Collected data
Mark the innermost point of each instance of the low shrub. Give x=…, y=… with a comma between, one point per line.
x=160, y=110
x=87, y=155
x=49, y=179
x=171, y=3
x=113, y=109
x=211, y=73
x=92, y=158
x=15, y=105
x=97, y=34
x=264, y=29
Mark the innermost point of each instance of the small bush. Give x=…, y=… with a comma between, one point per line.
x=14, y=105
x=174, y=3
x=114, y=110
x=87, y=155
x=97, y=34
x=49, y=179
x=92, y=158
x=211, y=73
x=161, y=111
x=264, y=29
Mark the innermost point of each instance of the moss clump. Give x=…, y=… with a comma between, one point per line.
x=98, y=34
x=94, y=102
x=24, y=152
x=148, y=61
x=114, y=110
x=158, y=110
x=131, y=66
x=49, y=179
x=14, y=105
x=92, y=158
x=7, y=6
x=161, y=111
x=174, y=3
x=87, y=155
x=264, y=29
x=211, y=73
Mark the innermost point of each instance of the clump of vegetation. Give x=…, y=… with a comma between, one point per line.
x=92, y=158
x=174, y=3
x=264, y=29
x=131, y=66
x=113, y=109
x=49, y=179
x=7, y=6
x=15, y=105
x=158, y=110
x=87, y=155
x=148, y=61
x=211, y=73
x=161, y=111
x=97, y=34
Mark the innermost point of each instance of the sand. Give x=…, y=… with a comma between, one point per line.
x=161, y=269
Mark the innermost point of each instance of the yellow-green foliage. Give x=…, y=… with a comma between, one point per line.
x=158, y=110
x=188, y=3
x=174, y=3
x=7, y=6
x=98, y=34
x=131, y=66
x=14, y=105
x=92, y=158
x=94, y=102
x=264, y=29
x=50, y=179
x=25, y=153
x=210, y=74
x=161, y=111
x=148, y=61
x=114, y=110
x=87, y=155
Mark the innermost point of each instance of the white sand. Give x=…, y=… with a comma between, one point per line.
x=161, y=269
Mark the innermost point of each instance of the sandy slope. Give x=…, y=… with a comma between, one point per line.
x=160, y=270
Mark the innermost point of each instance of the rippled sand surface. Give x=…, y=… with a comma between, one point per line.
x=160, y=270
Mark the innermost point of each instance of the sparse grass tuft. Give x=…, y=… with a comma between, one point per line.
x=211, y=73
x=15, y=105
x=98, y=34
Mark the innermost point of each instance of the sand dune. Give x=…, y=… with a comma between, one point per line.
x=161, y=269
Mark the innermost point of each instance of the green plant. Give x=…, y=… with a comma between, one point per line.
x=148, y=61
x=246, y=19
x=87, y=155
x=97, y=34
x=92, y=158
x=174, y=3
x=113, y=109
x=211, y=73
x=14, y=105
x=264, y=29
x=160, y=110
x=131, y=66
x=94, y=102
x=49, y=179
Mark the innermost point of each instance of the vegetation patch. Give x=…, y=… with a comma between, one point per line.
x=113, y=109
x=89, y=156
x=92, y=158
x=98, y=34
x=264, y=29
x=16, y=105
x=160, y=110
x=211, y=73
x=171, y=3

#### [Work required]
Repeat the entries exactly as they appear.

#### [Result for this exercise]
Mark the innermost point of each instance of the low shrub. Give x=…, y=… with a comma between, one point per line.
x=160, y=110
x=87, y=155
x=49, y=179
x=171, y=3
x=113, y=109
x=211, y=73
x=92, y=158
x=15, y=105
x=97, y=34
x=264, y=29
Mark the innermost point of each instance of the small bush. Give x=…, y=… with a comma between, one point per line.
x=14, y=105
x=174, y=3
x=114, y=110
x=87, y=155
x=97, y=34
x=49, y=179
x=92, y=158
x=211, y=73
x=161, y=111
x=264, y=29
Mark the innermost point of each instance of the moss clump. Give x=…, y=… with a comma between, one point per line.
x=98, y=34
x=94, y=102
x=24, y=152
x=148, y=61
x=114, y=110
x=158, y=110
x=131, y=66
x=49, y=179
x=14, y=105
x=92, y=158
x=7, y=6
x=161, y=111
x=174, y=3
x=87, y=155
x=264, y=29
x=211, y=73
Mark the innermost point of each instance of the clump of vegetation. Give x=…, y=… with a comma between, one point per line.
x=92, y=158
x=174, y=3
x=264, y=29
x=131, y=66
x=113, y=109
x=49, y=179
x=7, y=6
x=15, y=105
x=158, y=110
x=87, y=155
x=148, y=61
x=211, y=73
x=161, y=111
x=97, y=34
Mark the innermost point of each instance of the sand. Give x=…, y=… with a comma between, one point per line.
x=161, y=269
Mark the innermost point of each instance of the yellow-green foliage. Give x=…, y=… with a comma between, one point per line.
x=158, y=110
x=188, y=3
x=174, y=3
x=7, y=6
x=98, y=34
x=131, y=66
x=14, y=105
x=92, y=158
x=94, y=102
x=264, y=29
x=50, y=179
x=25, y=153
x=210, y=74
x=161, y=111
x=148, y=61
x=114, y=110
x=87, y=155
Mark the innermost point of each instance of the white sand. Give x=…, y=… with a comma between, one point per line.
x=161, y=269
Mark the innermost point of each instance of the sandy slope. Give x=…, y=… with a comma between, one point per line.
x=160, y=270
Mark the innermost point of each instance of the rippled sand surface. Give x=…, y=… with a comma between, one point per line.
x=160, y=270
Mark the innermost point of each instance of the sparse grass tuft. Give x=…, y=… with a comma between, one point per line.
x=211, y=73
x=15, y=105
x=98, y=34
Mark the innermost point of each instance of the sand dune. Give x=…, y=… with a comma between, one point per line.
x=161, y=269
Mark the innermost point of each instance of the green plant. Give x=…, y=… with a comma between, one point per line.
x=148, y=61
x=246, y=19
x=87, y=155
x=97, y=34
x=92, y=158
x=174, y=3
x=113, y=109
x=211, y=73
x=14, y=105
x=264, y=29
x=160, y=110
x=131, y=66
x=94, y=102
x=49, y=179
Mark the innermost point of each instance of the vegetation patch. Give x=…, y=… with a comma between, one point per line.
x=113, y=109
x=89, y=156
x=92, y=158
x=98, y=34
x=264, y=29
x=16, y=105
x=160, y=110
x=211, y=73
x=171, y=3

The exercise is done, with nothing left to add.